DA SVOLGERE:
**A.** Nel testo sulla tunica di Giuseppe, come chiamava la terra d'Israele chi stava in Babilonia?
**B.** Trascrivi parola per parola il passo del testo sulla tunica di Giuseppe, partendo da "Nel Talmud (Shabbat" e proseguendo fino a "schiavitù in Egitto.".

TESTO DEL DOCUMENTO:
- - - - - - -

Nel Talmud (Shabbat 10b), si insegna che un genitore deve assicurarsi di non fare favoritismi verso un figlio rispetto agli altri, osservando che “a causa delle due selaim (monete d’argento) di lana pregiata in più che Giacobbe ha messo nell’abito dato a Giuseppe, gli altri suoi figli lo invidiarono e per questo i nostri padri scesero in Egitto”. Il favoritismo di Giacobbe alimentò dunque l’odio dei fratelli e trasformò quell’indumento speciale nella causa indiretta dell’esilio e della schiavitù in Egitto.
Perché il Talmud sottolinea questo fatto del valore maggiore di “due monete d’argento” nella tunica di Giuseppe e perché questo dettaglio è così rilevante per l’insegnamento che ne consegue, quello di evitare favoritismi?
Alcuni commentatori suggeriscono che il Talmud, con la storia della veste, alluda a un messaggio nascosto. Infatti, in un altro trattato talmudico (Meghillà 18a) è scritto che Rabbì Yehuda del villaggio Ghibborayà – e alcuni dicono che fosse del villaggio Ghibbor Chayil – spiegò: Cosa vuol dire “Per Te il silenzio è lode” (Salmi 65:2)? Significa che il modo migliore per lodare Dio è il silenzio. Quando Rav Dimy venne dalla terra d’Israele in Babilonia disse: In Occidente (così era chiamata la terra d’Israele da chi stava in Babilonia) si usa il detto “milà besela, mashtuka bitren/se una parola vale una moneta d’argento, il silenzio ne vale due”.
Molto spesso rimanere in silenzio è molto più efficace e potente che parlare.
Alla luce del racconto talmudico sembrerebbe che Giacobbe diede a Giuseppe un indumento fatto di due monete d’argento di lana extra come allusione all’importanza del silenzio.

- - - - - - -

DATI MOSTRATI:
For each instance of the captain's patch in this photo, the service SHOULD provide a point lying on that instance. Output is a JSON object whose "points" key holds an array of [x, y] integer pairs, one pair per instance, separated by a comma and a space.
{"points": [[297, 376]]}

- - - - - - -

LE TUE RISPOSTE:
**A.** La chiamava "Occidente".

**B.**
Nel Talmud (Shabbat 10b), si insegna che un genitore deve assicurarsi di non fare favoritismi verso un figlio rispetto agli altri, osservando che “a causa delle due selaim (monete d’argento) di lana pregiata in più che Giacobbe ha messo nell’abito dato a Giuseppe, gli altri suoi figli lo invidiarono e per questo i nostri padri scesero in Egitto”. Il favoritismo di Giacobbe alimentò dunque l’odio dei fratelli e trasformò quell’indumento speciale nella causa indiretta dell’esilio e della schiavitù in Egitto.